Recorded data below:

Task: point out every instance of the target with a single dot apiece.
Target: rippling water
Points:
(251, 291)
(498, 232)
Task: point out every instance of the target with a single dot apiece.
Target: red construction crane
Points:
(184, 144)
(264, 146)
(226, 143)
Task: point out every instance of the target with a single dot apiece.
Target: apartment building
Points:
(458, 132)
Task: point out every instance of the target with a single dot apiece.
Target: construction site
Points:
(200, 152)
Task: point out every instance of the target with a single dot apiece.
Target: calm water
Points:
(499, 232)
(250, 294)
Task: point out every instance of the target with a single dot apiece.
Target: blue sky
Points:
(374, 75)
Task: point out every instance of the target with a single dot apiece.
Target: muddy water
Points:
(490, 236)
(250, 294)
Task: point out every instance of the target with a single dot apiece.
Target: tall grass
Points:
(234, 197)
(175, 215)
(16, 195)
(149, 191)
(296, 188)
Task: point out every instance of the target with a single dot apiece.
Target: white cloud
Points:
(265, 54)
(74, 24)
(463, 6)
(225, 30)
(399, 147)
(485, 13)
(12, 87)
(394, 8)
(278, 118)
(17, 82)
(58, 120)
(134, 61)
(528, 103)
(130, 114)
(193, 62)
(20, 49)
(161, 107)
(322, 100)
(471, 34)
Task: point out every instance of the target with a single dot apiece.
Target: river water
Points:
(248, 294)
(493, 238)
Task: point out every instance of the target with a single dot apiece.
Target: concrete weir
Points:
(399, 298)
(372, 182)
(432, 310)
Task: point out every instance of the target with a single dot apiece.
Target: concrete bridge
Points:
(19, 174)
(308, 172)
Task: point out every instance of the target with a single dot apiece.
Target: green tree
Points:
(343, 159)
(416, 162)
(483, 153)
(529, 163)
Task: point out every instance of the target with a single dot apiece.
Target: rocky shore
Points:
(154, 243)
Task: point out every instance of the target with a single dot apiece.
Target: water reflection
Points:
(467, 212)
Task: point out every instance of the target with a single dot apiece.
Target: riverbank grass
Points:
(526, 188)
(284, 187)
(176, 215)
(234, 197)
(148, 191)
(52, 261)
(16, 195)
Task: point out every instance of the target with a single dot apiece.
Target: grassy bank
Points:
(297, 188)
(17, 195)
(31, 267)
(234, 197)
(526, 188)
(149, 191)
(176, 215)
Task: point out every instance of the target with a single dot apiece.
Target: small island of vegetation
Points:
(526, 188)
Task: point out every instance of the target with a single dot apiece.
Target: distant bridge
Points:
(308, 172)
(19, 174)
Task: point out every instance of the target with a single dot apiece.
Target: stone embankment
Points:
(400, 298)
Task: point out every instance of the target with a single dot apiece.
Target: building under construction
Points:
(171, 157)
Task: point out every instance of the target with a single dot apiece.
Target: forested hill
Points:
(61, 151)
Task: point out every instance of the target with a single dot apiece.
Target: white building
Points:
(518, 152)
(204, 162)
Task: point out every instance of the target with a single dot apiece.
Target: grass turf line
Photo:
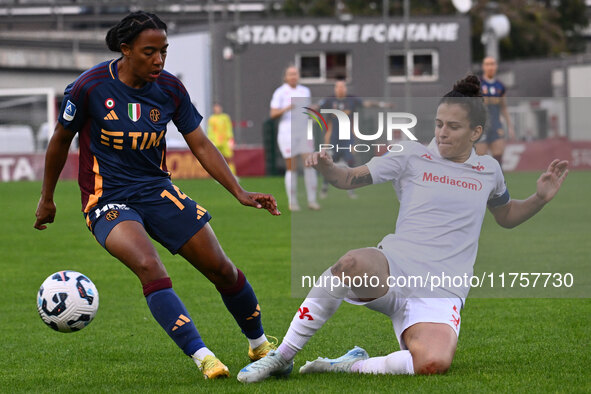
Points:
(505, 344)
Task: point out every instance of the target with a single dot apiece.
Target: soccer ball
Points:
(67, 301)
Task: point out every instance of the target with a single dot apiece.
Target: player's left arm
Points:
(516, 212)
(214, 163)
(505, 114)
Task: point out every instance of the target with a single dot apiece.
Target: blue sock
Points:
(243, 305)
(169, 311)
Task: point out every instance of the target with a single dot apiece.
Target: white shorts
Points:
(290, 147)
(405, 312)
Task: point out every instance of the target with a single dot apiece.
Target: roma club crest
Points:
(134, 110)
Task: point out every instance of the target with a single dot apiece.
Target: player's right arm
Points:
(339, 177)
(55, 159)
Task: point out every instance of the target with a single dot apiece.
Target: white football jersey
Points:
(282, 98)
(442, 206)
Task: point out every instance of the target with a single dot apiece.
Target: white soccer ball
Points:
(67, 301)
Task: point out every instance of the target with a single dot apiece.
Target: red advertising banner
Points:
(537, 155)
(182, 164)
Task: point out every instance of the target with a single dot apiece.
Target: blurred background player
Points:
(120, 109)
(292, 142)
(219, 131)
(426, 323)
(342, 148)
(493, 91)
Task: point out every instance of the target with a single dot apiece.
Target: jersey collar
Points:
(472, 160)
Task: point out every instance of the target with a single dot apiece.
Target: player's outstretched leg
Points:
(357, 360)
(242, 303)
(321, 303)
(171, 314)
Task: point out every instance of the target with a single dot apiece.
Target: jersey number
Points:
(182, 196)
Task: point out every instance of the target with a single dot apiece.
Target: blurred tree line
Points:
(539, 28)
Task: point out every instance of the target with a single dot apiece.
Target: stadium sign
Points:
(347, 34)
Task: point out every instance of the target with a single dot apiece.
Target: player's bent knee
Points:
(432, 365)
(223, 274)
(348, 265)
(149, 268)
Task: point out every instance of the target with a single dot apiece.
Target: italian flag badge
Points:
(134, 110)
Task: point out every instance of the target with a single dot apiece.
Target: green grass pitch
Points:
(506, 345)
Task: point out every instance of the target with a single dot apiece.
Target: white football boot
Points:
(273, 364)
(341, 364)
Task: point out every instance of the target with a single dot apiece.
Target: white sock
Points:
(320, 304)
(311, 180)
(200, 354)
(291, 187)
(397, 363)
(254, 343)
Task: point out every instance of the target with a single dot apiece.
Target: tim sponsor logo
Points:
(461, 182)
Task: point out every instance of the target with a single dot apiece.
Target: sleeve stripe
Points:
(500, 200)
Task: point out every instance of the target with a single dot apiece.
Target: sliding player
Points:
(444, 189)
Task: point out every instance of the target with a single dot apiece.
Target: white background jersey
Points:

End of Recorded data.

[Exercise instructions]:
Omit every picture, then reproduce the rest of the listing exactly.

[Written response]:
Task: point out every instance of the target with a single dot apiece.
Target: rippling water
Points:
(251, 291)
(498, 232)
Task: point out every instance of the target with a single dot apiece.
Target: red construction crane
Points:
(184, 144)
(264, 146)
(226, 143)
Task: point out every instance of the target with a single dot apiece.
Target: apartment building
Points:
(458, 132)
Task: point out every instance of the target with a single dot apiece.
Target: construction site
Points:
(200, 152)
Task: point out every instance of the target with a single dot apiece.
Target: calm water
Points:
(499, 232)
(250, 294)
Task: point out every instance of the target with a single dot apiece.
Target: blue sky
Points:
(374, 75)
Task: point out every instance of the target with a single dot apiece.
Target: muddy water
Points:
(490, 236)
(250, 294)
Task: point out every instance of the target with a single dot apiece.
Target: tall grass
Points:
(234, 197)
(175, 215)
(16, 195)
(149, 191)
(296, 188)
Task: point out every instance of the target with a single dot apiece.
Target: white cloud
Points:
(265, 54)
(74, 24)
(463, 6)
(225, 30)
(399, 147)
(485, 13)
(12, 87)
(394, 8)
(278, 118)
(17, 82)
(58, 120)
(134, 61)
(528, 103)
(130, 114)
(193, 62)
(20, 49)
(161, 107)
(322, 100)
(471, 34)
Task: point out every instance of the target with a single dot apiece.
Target: river water
Points:
(248, 294)
(493, 238)
Task: point out every instance of the target with a single dot apiece.
Target: concrete weir
Points:
(399, 298)
(372, 182)
(432, 310)
Task: point out every instance of the target with a single dot apiece.
Target: concrete bridge
Points:
(19, 174)
(308, 172)
Task: point out every instance of the target with a single dot apiece.
Target: green tree
Points:
(343, 159)
(416, 162)
(483, 153)
(529, 163)
Task: point out every instance of the target with a single dot apiece.
Target: rocky shore
Points:
(154, 243)
Task: point out every instance of the target with a single dot apiece.
Target: water reflection
Points:
(467, 212)
Task: point out every instance of the target with a single dot apiece.
Target: riverbank grass
Points:
(526, 188)
(284, 187)
(176, 215)
(234, 197)
(148, 191)
(52, 261)
(16, 195)
Task: point out every instance of the target with a single dot apiece.
Target: grassy bank
Points:
(297, 188)
(17, 195)
(31, 267)
(234, 197)
(526, 188)
(149, 191)
(176, 215)
Task: point out every instance of the target with a single dot apiece.
Target: small island of vegetation
Points:
(526, 188)
Task: point out every instance of the target with a single dot apiece.
Target: distant bridge
Points:
(308, 172)
(19, 174)
Task: point out every instance of the target with a single dot apiece.
Target: stone embankment
Points:
(400, 298)
Task: point out every instance of the target with a single dot apiece.
Target: building under construction
Points:
(171, 157)
Task: point out every instance of the target with a single dot apiece.
Target: forested hill
Points:
(61, 151)
Task: point out every instance of the target with a single dot apiece.
Target: white building
Points:
(518, 152)
(204, 162)
Task: point out every instance of the target with a single dot apiece.
Target: grass turf line
Photo:
Points:
(505, 344)
Task: point out every instance of the target with a single dot apiece.
Target: soccer ball
Points:
(67, 301)
Task: point out every instance of the target with a single dot apiece.
Target: player's left arm
Points:
(516, 212)
(214, 163)
(505, 114)
Task: point out every instance of the target with a single dot apiece.
Target: blue sock
Points:
(243, 305)
(169, 311)
Task: point out every instance of the target with a single dot apiece.
Target: white shorts
Points:
(290, 147)
(405, 312)
Task: point out every instance of the target with a single dot apiece.
Target: roma club crest
Points:
(134, 110)
Task: point out every instance of the target with a single dot apiece.
Target: player's right arm
Points:
(339, 177)
(55, 159)
Task: point out every instance of the target with a single dot apiece.
Target: white football jersey
Points:
(282, 98)
(442, 206)
Task: point out every instance of the target with a single dot apiece.
Target: white soccer ball
Points:
(67, 301)
Task: point out every instance of the target with a single dot apiece.
Target: red advertising banner
Points:
(537, 155)
(182, 164)
Task: point out every instance of the target with a single dot apiece.
Target: blurred background player
Points:
(120, 109)
(292, 142)
(219, 131)
(426, 323)
(342, 148)
(493, 91)
Task: point out every instance of the target with a single dot apiece.
Target: jersey collar
Points:
(472, 160)
Task: point out every instance of the target with a single dot apiece.
Target: player's outstretched leg
Points:
(357, 360)
(242, 303)
(321, 303)
(171, 314)
Task: point out every instance of the target with a single dot apiece.
Target: jersey number
Points:
(182, 196)
Task: point out every instance of the target with a single dot apiece.
Target: blurred tree line
Points:
(539, 28)
Task: point out every instance of the target with a single dot apiece.
Target: stadium sign
Points:
(347, 34)
Task: point out every instance of the target with a single dot apiece.
Target: player's bent knee
Points:
(432, 365)
(223, 274)
(348, 265)
(149, 268)
Task: point out every instance of the target with a single dot apiece.
Target: italian flag badge
Points:
(134, 110)
Task: point out every instance of the target with a single dot apiece.
Target: green grass pitch
Points:
(506, 345)
Task: point out every instance of the target with a single dot apiece.
Target: white football boot
Points:
(273, 364)
(341, 364)
Task: point out every instance of the target with a single dot apiece.
Target: white sock
Points:
(320, 304)
(311, 180)
(200, 354)
(291, 187)
(397, 363)
(254, 343)
Task: point out every instance of the target with a single dot apiece.
Target: tim sponsor logo
Points:
(461, 182)
Task: point out every instance of the target with a single dot apiece.
Target: sleeve stripe
Points:
(500, 200)
Task: point out every instance of the target with a single dot apiece.
Target: sliding player
Points:
(444, 189)
Task: point out every instance of the target with a single dot apiece.
Target: white background jersey
Points:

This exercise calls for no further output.